Records supplied
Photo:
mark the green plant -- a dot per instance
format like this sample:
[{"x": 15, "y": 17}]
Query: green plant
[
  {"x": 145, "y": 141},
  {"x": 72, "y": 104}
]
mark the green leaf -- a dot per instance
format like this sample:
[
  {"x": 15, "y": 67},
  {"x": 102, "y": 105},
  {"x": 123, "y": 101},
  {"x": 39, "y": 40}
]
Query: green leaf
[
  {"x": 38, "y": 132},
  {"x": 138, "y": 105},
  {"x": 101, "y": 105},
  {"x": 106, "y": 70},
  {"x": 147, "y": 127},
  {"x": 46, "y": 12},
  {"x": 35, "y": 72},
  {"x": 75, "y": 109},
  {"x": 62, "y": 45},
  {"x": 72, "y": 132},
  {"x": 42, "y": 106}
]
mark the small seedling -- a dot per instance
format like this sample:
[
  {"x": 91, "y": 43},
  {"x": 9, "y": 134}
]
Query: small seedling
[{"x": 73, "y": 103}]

==

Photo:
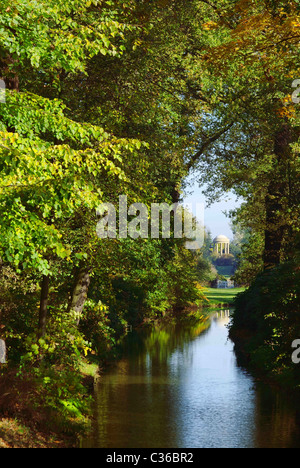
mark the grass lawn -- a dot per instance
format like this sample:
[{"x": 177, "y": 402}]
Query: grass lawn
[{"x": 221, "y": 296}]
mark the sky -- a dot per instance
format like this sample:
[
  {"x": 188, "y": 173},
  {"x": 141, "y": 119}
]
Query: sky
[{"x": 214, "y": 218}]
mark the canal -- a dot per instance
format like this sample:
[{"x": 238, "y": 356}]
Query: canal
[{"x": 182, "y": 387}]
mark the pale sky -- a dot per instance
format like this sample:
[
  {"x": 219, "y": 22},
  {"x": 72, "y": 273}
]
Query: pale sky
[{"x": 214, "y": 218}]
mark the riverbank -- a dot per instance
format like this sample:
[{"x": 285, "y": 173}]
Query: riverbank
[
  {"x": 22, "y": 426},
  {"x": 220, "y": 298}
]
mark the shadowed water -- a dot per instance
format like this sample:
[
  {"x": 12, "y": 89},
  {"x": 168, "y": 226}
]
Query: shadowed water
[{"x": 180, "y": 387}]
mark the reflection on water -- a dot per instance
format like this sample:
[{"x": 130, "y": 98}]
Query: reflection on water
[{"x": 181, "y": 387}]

---

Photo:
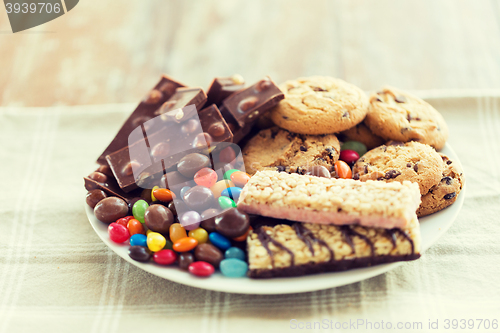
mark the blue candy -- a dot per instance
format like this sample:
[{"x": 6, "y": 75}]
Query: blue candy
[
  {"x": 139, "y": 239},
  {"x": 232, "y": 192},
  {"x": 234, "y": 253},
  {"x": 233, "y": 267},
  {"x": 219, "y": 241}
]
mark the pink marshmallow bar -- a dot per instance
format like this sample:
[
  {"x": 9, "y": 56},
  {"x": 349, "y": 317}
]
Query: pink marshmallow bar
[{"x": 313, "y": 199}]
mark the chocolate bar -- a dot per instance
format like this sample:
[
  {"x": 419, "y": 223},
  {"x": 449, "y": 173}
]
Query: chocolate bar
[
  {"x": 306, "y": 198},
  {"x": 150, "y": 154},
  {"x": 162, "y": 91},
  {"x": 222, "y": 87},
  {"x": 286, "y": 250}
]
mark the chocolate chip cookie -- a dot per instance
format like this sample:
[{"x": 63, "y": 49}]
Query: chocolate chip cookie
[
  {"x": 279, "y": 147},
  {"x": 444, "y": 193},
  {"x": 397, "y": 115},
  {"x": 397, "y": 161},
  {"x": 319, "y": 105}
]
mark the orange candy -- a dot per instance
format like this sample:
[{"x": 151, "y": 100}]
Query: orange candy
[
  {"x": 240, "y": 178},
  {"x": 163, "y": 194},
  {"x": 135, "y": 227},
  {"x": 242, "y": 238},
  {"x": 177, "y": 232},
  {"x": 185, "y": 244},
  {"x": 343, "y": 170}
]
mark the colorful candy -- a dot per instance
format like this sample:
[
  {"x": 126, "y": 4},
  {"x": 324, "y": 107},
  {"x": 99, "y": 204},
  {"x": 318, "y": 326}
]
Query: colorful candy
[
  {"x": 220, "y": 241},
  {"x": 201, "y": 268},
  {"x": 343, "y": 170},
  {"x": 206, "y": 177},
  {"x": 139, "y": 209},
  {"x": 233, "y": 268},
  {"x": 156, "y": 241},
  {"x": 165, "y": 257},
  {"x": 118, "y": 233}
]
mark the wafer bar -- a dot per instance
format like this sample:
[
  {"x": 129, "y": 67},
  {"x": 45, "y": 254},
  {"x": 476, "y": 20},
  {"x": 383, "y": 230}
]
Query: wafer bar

What is asked
How many lines in the records above contain the word "blue"? Give only the number.

Response to this task
2